AIM OF THE EXERCISE: Could you restate the data below word for word, without its pictures?

Image point grounding data:
——————————

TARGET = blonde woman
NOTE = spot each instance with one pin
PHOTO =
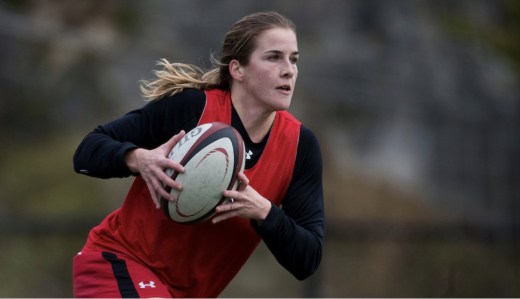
(137, 251)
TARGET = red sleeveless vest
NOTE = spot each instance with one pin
(199, 260)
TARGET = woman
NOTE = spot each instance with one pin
(137, 251)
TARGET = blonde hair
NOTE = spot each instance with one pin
(174, 77)
(238, 44)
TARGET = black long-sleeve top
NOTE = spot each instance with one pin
(293, 232)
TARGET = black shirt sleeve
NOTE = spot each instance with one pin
(294, 233)
(101, 153)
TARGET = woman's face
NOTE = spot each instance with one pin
(270, 76)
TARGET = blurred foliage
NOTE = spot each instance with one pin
(63, 75)
(502, 35)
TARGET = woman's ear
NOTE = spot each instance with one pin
(236, 70)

——————————

TASK RESULT:
TARGET = blonde woman
NOTE = spot each instance with one pin
PHOTO =
(137, 251)
TARGET = red sleeveless vest
NOTE = spot each instance with one pin
(199, 260)
TARGET = woman
NOTE = spot each instance with one pin
(137, 251)
TARGET = blonde hair
NOTE = spot each instance with one pin
(174, 77)
(238, 44)
TARGET = black long-sleeve top
NOTE = spot each instance with one pin
(293, 232)
TARGET = black shirt sleeve
NOTE = spot each instance with one pin
(294, 233)
(101, 153)
TARGET = woman's face
NOTE = spot each instance with one pin
(270, 76)
TARGET = blurred foliage
NOTE = spot each instance with one pin
(63, 75)
(502, 35)
TARGET = woman's ear
NOTE = spot each instance with one pin
(236, 70)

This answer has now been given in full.